Extract each line of the data and write it out again exactly.

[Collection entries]
- - -
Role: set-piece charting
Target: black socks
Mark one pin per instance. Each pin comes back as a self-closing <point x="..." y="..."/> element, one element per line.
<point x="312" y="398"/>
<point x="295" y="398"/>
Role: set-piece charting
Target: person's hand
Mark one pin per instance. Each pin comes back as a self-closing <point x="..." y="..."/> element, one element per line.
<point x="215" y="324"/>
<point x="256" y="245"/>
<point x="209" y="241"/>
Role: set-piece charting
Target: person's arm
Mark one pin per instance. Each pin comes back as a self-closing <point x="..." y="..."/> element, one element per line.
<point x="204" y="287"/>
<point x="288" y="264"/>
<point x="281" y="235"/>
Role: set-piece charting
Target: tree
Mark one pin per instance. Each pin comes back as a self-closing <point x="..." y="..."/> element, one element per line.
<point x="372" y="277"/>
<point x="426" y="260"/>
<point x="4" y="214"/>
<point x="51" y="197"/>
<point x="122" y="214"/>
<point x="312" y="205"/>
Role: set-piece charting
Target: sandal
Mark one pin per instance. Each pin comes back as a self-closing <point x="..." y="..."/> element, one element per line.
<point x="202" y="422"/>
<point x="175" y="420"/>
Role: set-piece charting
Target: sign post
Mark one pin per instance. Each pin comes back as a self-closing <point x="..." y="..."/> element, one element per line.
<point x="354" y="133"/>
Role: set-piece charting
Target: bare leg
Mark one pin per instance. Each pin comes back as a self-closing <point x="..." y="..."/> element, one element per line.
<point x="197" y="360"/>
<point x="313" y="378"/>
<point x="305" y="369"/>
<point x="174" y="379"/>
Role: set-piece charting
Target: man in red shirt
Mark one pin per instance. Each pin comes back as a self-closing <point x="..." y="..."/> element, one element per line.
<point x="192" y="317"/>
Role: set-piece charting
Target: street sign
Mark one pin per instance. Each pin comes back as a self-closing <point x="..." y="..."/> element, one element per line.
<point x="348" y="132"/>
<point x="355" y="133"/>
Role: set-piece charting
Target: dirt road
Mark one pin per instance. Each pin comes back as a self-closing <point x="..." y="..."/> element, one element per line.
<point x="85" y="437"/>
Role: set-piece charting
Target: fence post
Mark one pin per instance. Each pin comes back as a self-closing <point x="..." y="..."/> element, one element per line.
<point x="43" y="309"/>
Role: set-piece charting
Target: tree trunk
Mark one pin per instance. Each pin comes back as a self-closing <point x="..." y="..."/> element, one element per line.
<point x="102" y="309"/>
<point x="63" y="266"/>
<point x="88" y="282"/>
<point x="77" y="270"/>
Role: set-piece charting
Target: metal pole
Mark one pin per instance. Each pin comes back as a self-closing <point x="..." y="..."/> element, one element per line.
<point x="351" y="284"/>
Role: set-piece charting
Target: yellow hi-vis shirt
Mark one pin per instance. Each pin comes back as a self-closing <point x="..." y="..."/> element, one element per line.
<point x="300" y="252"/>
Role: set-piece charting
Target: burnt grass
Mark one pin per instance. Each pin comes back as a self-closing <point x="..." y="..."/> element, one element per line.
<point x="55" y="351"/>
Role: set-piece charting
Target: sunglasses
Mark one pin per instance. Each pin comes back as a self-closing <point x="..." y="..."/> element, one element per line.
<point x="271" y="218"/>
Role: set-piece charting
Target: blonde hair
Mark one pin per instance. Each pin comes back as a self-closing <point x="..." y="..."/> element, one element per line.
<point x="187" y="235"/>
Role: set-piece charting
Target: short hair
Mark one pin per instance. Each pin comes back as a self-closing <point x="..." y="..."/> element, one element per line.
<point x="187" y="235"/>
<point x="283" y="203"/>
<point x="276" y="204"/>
- - -
Complete output =
Role: set-piece charting
Target: black socks
Mark one pin per instance. Each pin comes back as a self-closing <point x="..." y="..."/> element, one element per line.
<point x="312" y="398"/>
<point x="295" y="398"/>
Role: set-piece charting
Target: person's hand
Mark one pin per instance. Each pin comes back as a self-closing <point x="..." y="..."/> element, one element per line.
<point x="215" y="324"/>
<point x="256" y="245"/>
<point x="209" y="241"/>
Role: set-piece charting
Target: person's arm
Mark one pin per instance. Each pin comes back as a self-closing <point x="..." y="..."/> element, one element per line.
<point x="204" y="287"/>
<point x="288" y="264"/>
<point x="281" y="235"/>
Role: set-piece charting
Target: tree
Mark one pin per instance. Each pin comes back as a self-closing <point x="..." y="..."/> element, one element per line.
<point x="372" y="277"/>
<point x="426" y="260"/>
<point x="4" y="214"/>
<point x="51" y="197"/>
<point x="122" y="214"/>
<point x="312" y="205"/>
Role: set-piece charting
Target: sandal
Mark one pin per instance. Each pin comes back as a self-closing <point x="..." y="..."/> element, one element per line.
<point x="202" y="422"/>
<point x="175" y="420"/>
Role: set-piece charting
Target: sign post
Mark one pin per instance. Each pin comes back as a self-closing <point x="..." y="..."/> element, one element per line.
<point x="354" y="133"/>
Role: set-piece charting
Target: bare leg
Mark one pin per instance. Each pin comes back as a self-closing <point x="..." y="..."/> element, one element per line.
<point x="197" y="360"/>
<point x="313" y="378"/>
<point x="305" y="369"/>
<point x="174" y="379"/>
Role: set-piece charting
Target: man in red shirt
Mark one pin per instance. Each pin comes back as a self-closing <point x="..." y="..."/> element, one element per line.
<point x="192" y="317"/>
Role: set-piece charting
Target: street sign
Mark one pin per instance. Each pin comes back as a self-closing <point x="..." y="..."/> element, one element per line.
<point x="348" y="132"/>
<point x="355" y="133"/>
Role: set-piece charting
Target: dirt road
Mark one pin per instance. Each pin comes back as a self-closing <point x="..." y="..."/> element, one element per line.
<point x="85" y="437"/>
Role: set-piece charting
Target: fence post
Mark one pin per instance. Each pin comes back as a self-closing <point x="..." y="..."/> element, one element per line.
<point x="43" y="309"/>
Role: set-piece charting
Target: tree trunk
Mark one pin per instance. Each pin comes back as a self-closing <point x="..." y="..."/> element, one element per line.
<point x="102" y="309"/>
<point x="63" y="266"/>
<point x="88" y="282"/>
<point x="77" y="270"/>
Role: set-piece charting
Target: metal pole
Mark one pin per instance. Each pin comes back as a self-closing <point x="..." y="..."/> element, one element per line.
<point x="351" y="284"/>
Role: set-piece charting
Target: yellow hi-vis shirt
Mark one pin per instance. Each pin comes back as a self-closing <point x="..." y="..."/> element, one element per line.
<point x="300" y="252"/>
Role: set-piece charting
Target: burnt grass
Mark one pin per instance. Each pin comes back as a self-closing <point x="..." y="..."/> element, one element per line.
<point x="55" y="351"/>
Role: set-piece charting
Target: sunglasses
Mark one pin per instance. Each pin comes back as a self-closing <point x="..." y="..."/> element, one element per line.
<point x="271" y="218"/>
Role: set-piece charting
Target: blonde hair
Mark one pin per instance. Each pin comes back as a self-closing <point x="..." y="..."/> element, one element per line.
<point x="187" y="235"/>
Role: set-piece charting
Target: short hair
Mark one pin per instance. Each pin comes back as a self-closing <point x="..." y="..."/> element, one element per line.
<point x="187" y="235"/>
<point x="283" y="203"/>
<point x="276" y="204"/>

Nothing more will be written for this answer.